Помимо фонетики усиленно зубрил спряжения глаголов, запоминал новую лексику, пытался разговориться, преодолевая природную скромность. Языковые группы на нашем факультете были крошечные, по 8-9 человек, поэтому спрятаться, как и предполагал, не было никакой возможности. Даже на общих лекциях и семинарах, на которых присутствовал весь курс, отсидеться за спинами других было проблематично. Так что приходилось относиться к учёбе максимально ответственно и серьёзно. Каждый пропуск занятия замечали все, так как этим ты подставлял всех остальных, на которых волей-неволей пропорционально перераспределялась (читай – добавлялась) нагрузка, устанавливаемая преподавателем. Явка – вообще один из фетишей МГЛУ. Со злостными прогульщиками здесь во все времена расставались быстро, без сожаления и душеспасительных бесед. Нет желания ходить на занятия – вон.

Задания:
A - Сколько человек насчитывали языковые группы на факультете, согласно фрагменту об учёбе в МГЛУ?
B - Выведите без изменений всё, что идёт во фрагменте об учёбе в МГЛУ от слов «Помимо фонетики усиленно» вниз до слов «занятия – вон.» включительно.
Строки, приведённые далее, для работы не требуются.

Исходные данные:
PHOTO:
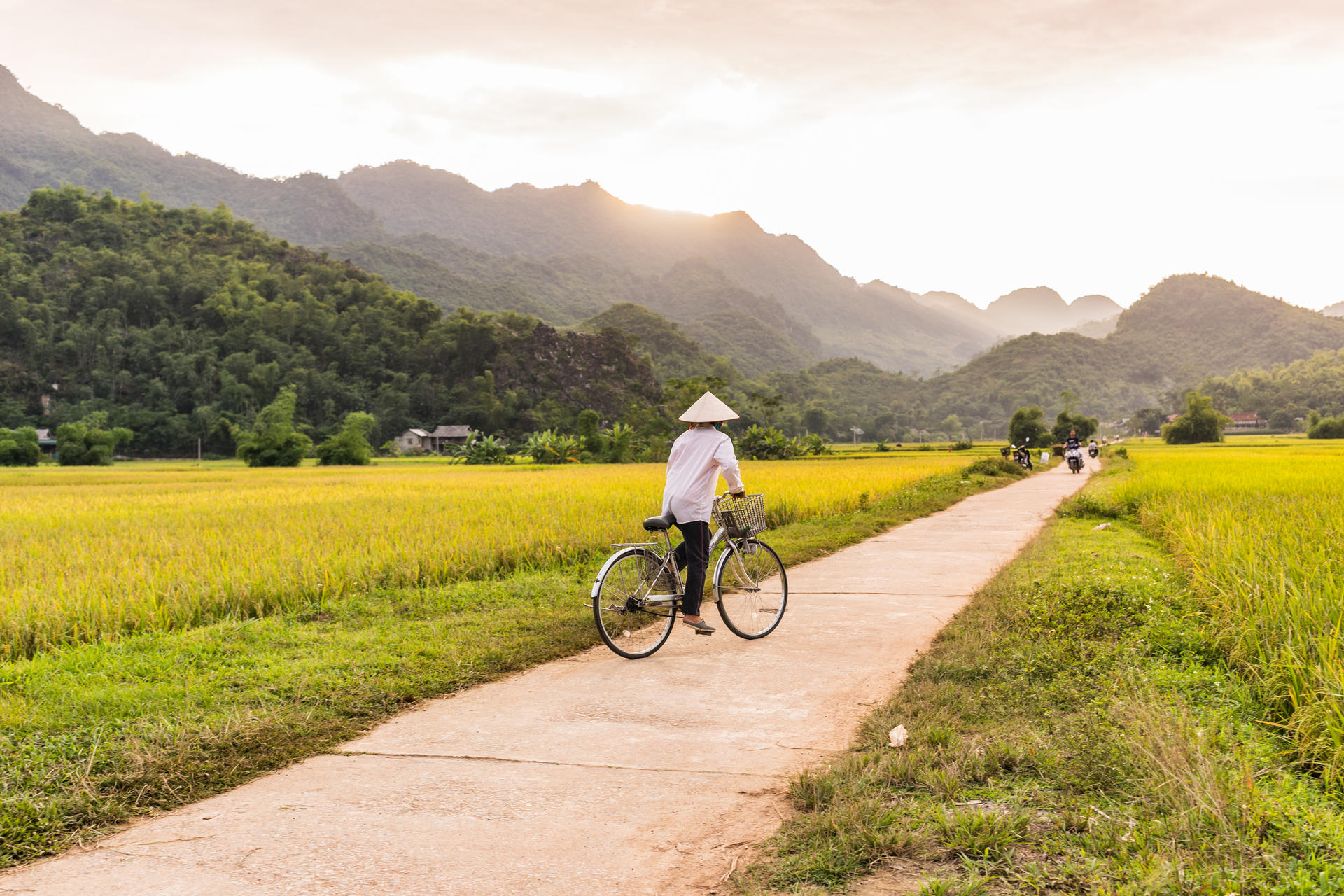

Ответы по заданиям:
A - По 8-9 человек.

B -
Помимо фонетики усиленно зубрил спряжения глаголов, запоминал новую лексику, пытался разговориться, преодолевая природную скромность. Языковые группы на нашем факультете были крошечные, по 8-9 человек, поэтому спрятаться, как и предполагал, не было никакой возможности. Даже на общих лекциях и семинарах, на которых присутствовал весь курс, отсидеться за спинами других было проблематично. Так что приходилось относиться к учёбе максимально ответственно и серьёзно. Каждый пропуск занятия замечали все, так как этим ты подставлял всех остальных, на которых волей-неволей пропорционально перераспределялась (читай – добавлялась) нагрузка, устанавливаемая преподавателем. Явка – вообще один из фетишей МГЛУ. Со злостными прогульщиками здесь во все времена расставались быстро, без сожаления и душеспасительных бесед. Нет желания ходить на занятия – вон.